-- Task directions --
Duplicate every one of the records below word for word, changing nothing.

-------- Stored data --------

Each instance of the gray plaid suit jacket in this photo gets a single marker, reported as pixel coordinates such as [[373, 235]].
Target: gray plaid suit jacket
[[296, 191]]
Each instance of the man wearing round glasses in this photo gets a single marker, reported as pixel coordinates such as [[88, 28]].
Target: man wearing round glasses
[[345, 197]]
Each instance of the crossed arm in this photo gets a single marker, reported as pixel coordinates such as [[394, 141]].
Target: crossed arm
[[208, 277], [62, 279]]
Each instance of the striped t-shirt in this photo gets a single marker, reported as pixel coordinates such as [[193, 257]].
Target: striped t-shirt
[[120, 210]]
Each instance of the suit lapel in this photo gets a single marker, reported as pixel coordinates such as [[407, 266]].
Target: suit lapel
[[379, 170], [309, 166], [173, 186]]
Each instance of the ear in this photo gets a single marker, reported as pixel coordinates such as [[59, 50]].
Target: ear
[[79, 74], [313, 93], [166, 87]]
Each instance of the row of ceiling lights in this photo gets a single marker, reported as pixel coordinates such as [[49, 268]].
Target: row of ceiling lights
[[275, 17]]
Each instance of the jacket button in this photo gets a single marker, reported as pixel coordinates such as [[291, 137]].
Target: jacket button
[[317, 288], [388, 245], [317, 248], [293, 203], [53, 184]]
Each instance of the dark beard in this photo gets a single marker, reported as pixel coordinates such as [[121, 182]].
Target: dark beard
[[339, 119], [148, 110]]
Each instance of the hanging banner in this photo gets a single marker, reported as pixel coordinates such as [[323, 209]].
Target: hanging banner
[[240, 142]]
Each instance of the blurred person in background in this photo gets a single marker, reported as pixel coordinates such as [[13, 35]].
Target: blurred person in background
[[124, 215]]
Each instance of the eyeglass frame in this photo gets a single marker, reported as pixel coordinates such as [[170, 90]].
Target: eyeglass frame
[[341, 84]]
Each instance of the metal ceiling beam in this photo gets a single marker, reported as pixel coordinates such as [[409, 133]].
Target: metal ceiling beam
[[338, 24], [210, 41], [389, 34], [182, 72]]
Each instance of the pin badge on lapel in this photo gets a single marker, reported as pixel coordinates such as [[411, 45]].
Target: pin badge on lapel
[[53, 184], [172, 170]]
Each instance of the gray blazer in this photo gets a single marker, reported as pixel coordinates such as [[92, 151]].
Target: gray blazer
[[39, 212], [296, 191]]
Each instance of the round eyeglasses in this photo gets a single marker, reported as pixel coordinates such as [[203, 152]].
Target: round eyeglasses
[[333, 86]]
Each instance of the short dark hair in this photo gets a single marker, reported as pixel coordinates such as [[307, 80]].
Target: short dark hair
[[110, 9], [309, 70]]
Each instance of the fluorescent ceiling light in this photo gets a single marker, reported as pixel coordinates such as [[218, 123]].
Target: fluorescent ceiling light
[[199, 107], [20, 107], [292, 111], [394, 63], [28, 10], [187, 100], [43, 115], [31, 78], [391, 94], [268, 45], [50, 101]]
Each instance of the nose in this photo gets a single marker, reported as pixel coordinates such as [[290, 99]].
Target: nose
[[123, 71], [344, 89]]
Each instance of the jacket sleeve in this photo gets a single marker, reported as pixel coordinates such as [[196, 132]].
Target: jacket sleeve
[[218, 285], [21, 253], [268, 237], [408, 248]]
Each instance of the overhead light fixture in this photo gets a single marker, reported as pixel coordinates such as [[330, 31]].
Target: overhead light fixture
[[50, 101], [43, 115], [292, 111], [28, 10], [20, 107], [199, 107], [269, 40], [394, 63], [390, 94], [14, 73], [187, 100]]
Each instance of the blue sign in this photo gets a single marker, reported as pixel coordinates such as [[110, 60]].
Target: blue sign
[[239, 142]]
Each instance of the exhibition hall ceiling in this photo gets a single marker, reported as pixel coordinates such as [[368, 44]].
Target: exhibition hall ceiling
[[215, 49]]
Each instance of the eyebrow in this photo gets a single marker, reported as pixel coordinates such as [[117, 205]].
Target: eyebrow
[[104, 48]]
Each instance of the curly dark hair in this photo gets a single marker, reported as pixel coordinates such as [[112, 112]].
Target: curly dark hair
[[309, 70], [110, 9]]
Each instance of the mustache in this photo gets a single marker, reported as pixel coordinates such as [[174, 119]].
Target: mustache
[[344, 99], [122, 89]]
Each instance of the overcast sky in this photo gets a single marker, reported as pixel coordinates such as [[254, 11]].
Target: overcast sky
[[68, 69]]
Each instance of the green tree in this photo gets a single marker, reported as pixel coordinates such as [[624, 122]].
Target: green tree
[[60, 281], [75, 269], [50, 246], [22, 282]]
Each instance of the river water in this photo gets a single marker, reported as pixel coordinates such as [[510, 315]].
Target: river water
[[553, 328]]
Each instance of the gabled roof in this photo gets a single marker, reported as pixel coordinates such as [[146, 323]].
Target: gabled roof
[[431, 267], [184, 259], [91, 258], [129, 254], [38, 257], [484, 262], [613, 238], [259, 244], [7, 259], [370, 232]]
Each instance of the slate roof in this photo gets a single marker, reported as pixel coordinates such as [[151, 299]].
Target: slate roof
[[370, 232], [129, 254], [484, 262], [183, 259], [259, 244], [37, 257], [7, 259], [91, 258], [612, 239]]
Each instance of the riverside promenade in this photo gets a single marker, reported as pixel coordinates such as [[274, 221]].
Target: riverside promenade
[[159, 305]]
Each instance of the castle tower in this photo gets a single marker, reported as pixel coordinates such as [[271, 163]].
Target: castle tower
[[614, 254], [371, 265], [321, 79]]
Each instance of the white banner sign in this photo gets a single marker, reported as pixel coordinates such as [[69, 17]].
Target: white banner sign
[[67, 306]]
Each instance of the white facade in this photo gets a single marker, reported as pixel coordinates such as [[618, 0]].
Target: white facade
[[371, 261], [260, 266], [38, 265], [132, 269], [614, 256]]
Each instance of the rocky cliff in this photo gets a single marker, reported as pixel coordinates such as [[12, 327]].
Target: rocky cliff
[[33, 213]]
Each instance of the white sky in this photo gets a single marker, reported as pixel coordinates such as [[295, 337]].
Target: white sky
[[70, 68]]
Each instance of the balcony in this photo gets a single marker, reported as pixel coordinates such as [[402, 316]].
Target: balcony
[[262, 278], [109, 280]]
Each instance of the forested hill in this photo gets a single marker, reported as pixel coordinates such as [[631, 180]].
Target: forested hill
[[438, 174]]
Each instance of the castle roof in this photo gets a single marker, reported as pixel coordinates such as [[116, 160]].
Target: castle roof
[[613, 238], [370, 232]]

--------

-- Full answer --
Each instance of the gray plaid suit jacket in this photo gets a single marker, reported as pixel coordinates such as [[373, 235]].
Target: gray plaid suit jacket
[[296, 191]]
Each instance of the man wearing round glasses in this photo gets a single marker, reported as pixel coordinates such as [[88, 28]].
Target: man wearing round glasses
[[345, 197]]
Each instance of the crossed arm in this photo gets a single marker, reported as pixel coordinates such as [[394, 141]].
Target: crossed arm
[[208, 277], [62, 279]]
Each instance of the striped t-shirt in this photo gets a single marker, reported as pixel coordinates such as [[193, 257]].
Target: striped t-shirt
[[120, 210]]
Each instance of the suit lapel in this photo gets a single marker, reported as pixel coordinates such as [[407, 266]].
Target: suit lapel
[[379, 170], [309, 166], [173, 186]]
Each instance of the ear in this photo gets a single marker, reported as pixel coordinates such as [[59, 50]].
Target: ear
[[79, 74], [313, 93], [166, 87]]
Each instance of the row of ceiling lights in this photo gets a single marker, reported as pixel coordinates such as [[49, 268]].
Target: row of ceiling lights
[[275, 17]]
Each instance of the jacket button in this photo gets a single marker, reported as pixel coordinates such as [[291, 137]].
Target: jacket button
[[317, 288], [388, 245], [317, 248], [293, 203], [53, 184]]
Each instance of the dark beard in this photo gets a single marker, reported as pixel coordinates such as [[121, 182]].
Target: dark beard
[[339, 119], [148, 110]]
Each instance of the hanging banner in this photo gets a single marker, reported as pixel coordinates such as [[323, 209]].
Target: hanging banner
[[240, 142]]
Each instance of the blurred person in background in this photo gets a single marker, reported as pixel coordinates such as [[13, 35]].
Target: blurred person in background
[[124, 215]]
Each instance of the eyeglass frame in this photo gets a single marker, reported as pixel coordinates such as [[170, 90]].
Target: eyeglass frame
[[341, 84]]
Each instance of the metal ceiling beam in this photo gets a single marker, reported as pixel coordinates such as [[409, 133]].
Target: metal ceiling beam
[[338, 24], [210, 41], [389, 34], [182, 72]]
Each instance of the pin badge on lapel in this photo gets a single marker, reported as pixel coordinates such as [[411, 45]].
Target: pin badge on lapel
[[53, 184], [172, 170]]
Each instance of the gray blazer in this photo gets a single marker, reported as pixel coordinates such as [[92, 151]].
Target: gray blazer
[[39, 212], [296, 191]]
Each instance of the round eyeglasses in this photo gets a single marker, reported as pixel coordinates such as [[203, 152]].
Target: round eyeglasses
[[333, 86]]
Each instance of the short dark hair in this photo gets a single marker, reported as pixel coordinates such as [[307, 80]].
Target: short dark hair
[[110, 9], [309, 70]]
Each instance of the fluorescent ceiling light in this photo gets a single marker, reported as pixel coordinates such as [[218, 123]].
Target: fluorescent ceiling light
[[199, 107], [20, 107], [292, 111], [394, 63], [28, 10], [187, 100], [43, 115], [31, 78], [391, 94], [268, 45], [50, 101]]
Each instance of the nose in this photo gets a single marker, reported as pixel coordinates such as [[290, 99]].
Target: nose
[[123, 71], [344, 89]]
Each instance of the jacket sleeve in this photo gets a single marker, reported as pixel coordinates such as [[196, 132]].
Target: jacket sleeve
[[218, 285], [21, 253], [268, 237], [408, 248]]
Each instance of the overhead light fixture in this photo gets a single marker, reported as pixel coordinates such as [[330, 31]].
Target: overhead light fixture
[[50, 101], [43, 115], [292, 111], [28, 10], [20, 107], [199, 107], [269, 40], [394, 63], [390, 94], [14, 73], [187, 100]]
Each instance of the blue sign in this photo gets a single marker, reported as pixel coordinates such as [[110, 60]].
Target: blue sign
[[239, 142]]
Each instance of the exhibition hall ceiling in this photo gets a single marker, reported as pixel coordinates such as [[368, 44]].
Target: exhibition hall ceiling
[[215, 49]]
Each instance of the eyebrow in this photo gets a single marker, reported as pixel coordinates such as [[117, 205]].
Target: eyebrow
[[104, 48]]
Each instance of the curly dark hair in this photo gets a single marker, reported as pixel coordinates such as [[112, 112]].
Target: curly dark hair
[[309, 70], [110, 9]]
Each instance of the mustache in this photo gets a single marker, reported as pixel coordinates such as [[174, 119]].
Target: mustache
[[344, 99], [122, 89]]
Each instance of the overcast sky in this photo gets a single marker, reported as pixel coordinates such as [[254, 11]].
Target: overcast sky
[[68, 69]]
Each instance of the green tree in this photo gets a single marker, reported as pixel coordinates such as [[624, 122]].
Target: green tree
[[60, 281], [75, 269], [50, 246], [22, 282]]
Each instance of the river water in this photo gets a single marker, reported as pixel coordinates such as [[510, 315]].
Target: river water
[[553, 328]]
Each instance of the gabled roof in this photo gets a single marker, reported as pixel coordinates such as [[146, 323]].
Target: gabled roof
[[431, 267], [184, 259], [91, 258], [129, 254], [38, 257], [484, 262], [613, 238], [259, 244], [7, 259], [370, 232]]
Each instance of the slate roof in this photo gets a single marker, reported as pixel coordinates such as [[151, 299]].
Target: slate roof
[[370, 232], [129, 254], [484, 262], [183, 259], [259, 244], [37, 257], [7, 259], [91, 258], [612, 239]]
Each instance of the riverside promenade in this photo gets a single marker, reported as pixel coordinates such as [[274, 221]].
Target: riverside promenade
[[159, 305]]
Each instance of the castle tower in this photo gets a single marker, reported as pixel coordinates such as [[271, 163]].
Target: castle tower
[[614, 254], [371, 265], [321, 79]]
Each instance of the white banner sign in this photo gets a single marker, reported as pixel coordinates such as [[69, 17]].
Target: white banner sign
[[67, 306]]
Each instance of the white facade in this photo gets a single marker, reported as pixel coordinates such as [[618, 0]].
Target: white facade
[[371, 261], [260, 266], [38, 265], [132, 269], [614, 256]]
Each instance of the rocky cliff in this photo gets a single marker, reported as pixel coordinates such as [[12, 327]].
Target: rocky cliff
[[33, 213]]
Each instance of the white sky in this photo gets a single marker, reported as pixel coordinates such as [[295, 337]].
Target: white sky
[[70, 68]]
Each instance of the balcony in this photo gets a single marker, reported as pixel coordinates such as [[402, 316]].
Target: balcony
[[262, 278], [109, 280]]
Each instance of the forested hill in this photo gets a single marker, reported as pixel coordinates such as [[631, 180]].
Target: forested hill
[[438, 174]]
Each instance of the castle roof in this photo gets a single marker, reported as pixel coordinates such as [[116, 160]].
Target: castle roof
[[613, 238], [370, 232]]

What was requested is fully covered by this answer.